** Entries for pointing and labeling **
——

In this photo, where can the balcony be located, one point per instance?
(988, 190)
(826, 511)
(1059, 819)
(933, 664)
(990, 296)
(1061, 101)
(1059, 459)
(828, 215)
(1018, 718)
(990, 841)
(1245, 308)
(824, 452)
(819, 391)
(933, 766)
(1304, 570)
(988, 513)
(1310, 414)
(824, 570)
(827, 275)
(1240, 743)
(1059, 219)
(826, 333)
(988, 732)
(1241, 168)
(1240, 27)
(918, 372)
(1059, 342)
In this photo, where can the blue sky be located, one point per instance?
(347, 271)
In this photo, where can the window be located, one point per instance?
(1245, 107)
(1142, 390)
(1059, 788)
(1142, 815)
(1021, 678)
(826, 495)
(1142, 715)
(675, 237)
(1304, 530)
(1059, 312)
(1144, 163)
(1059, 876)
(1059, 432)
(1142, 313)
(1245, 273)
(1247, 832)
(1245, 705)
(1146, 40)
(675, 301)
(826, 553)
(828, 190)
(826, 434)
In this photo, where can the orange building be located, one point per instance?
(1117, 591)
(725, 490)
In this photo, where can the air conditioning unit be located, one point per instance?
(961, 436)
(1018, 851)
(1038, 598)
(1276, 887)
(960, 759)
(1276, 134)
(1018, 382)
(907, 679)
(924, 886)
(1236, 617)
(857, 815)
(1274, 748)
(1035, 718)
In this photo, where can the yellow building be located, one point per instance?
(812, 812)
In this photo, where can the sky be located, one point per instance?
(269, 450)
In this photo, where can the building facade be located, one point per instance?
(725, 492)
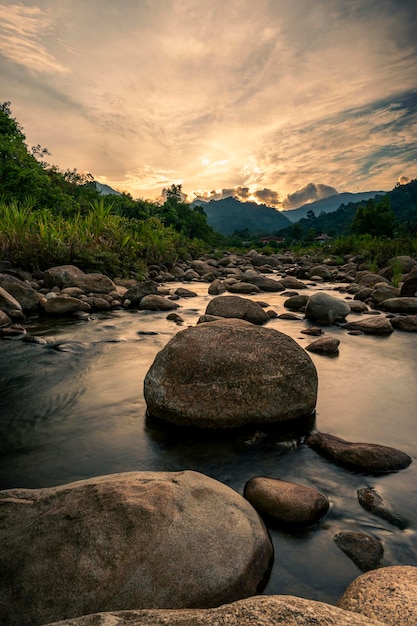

——

** INSTRUCTIONS FOR THE TASK **
Copy the whole listing above word for word, leaving the picture out of your copy.

** WORKED SOLUTION **
In this photo, where can the balcony be located, one point per instance?
(988, 190)
(826, 511)
(1059, 819)
(933, 664)
(990, 296)
(1061, 101)
(1059, 459)
(828, 215)
(1018, 718)
(990, 841)
(1245, 308)
(824, 452)
(819, 391)
(933, 766)
(1304, 570)
(988, 513)
(1310, 414)
(824, 570)
(827, 275)
(1240, 743)
(1059, 219)
(826, 333)
(988, 732)
(1241, 168)
(1240, 27)
(918, 372)
(1059, 342)
In this photo, where can the blue sky be located, one point per instance?
(347, 271)
In this photo, where can the window be located, one point per instance?
(1245, 107)
(1142, 390)
(1059, 788)
(1142, 815)
(1021, 678)
(826, 495)
(1142, 715)
(675, 237)
(1304, 530)
(1059, 312)
(1144, 163)
(1059, 876)
(1059, 432)
(1142, 313)
(1245, 273)
(1247, 832)
(1245, 705)
(1146, 40)
(675, 301)
(826, 553)
(828, 190)
(826, 434)
In this photo, where can the orange building be located, one point per instance?
(1117, 591)
(725, 490)
In this photo, where can the air conditioning unit be located, one point per instance?
(961, 436)
(1018, 851)
(1038, 598)
(1276, 887)
(960, 759)
(1276, 134)
(1018, 382)
(907, 679)
(924, 886)
(1236, 617)
(857, 815)
(1274, 748)
(1035, 718)
In this photo, where can the yellow building be located, one point per instance?
(812, 812)
In this photo, where can the sky be located, one point per instance?
(269, 450)
In this photo, where can the building facade be located, one point per instance?
(725, 492)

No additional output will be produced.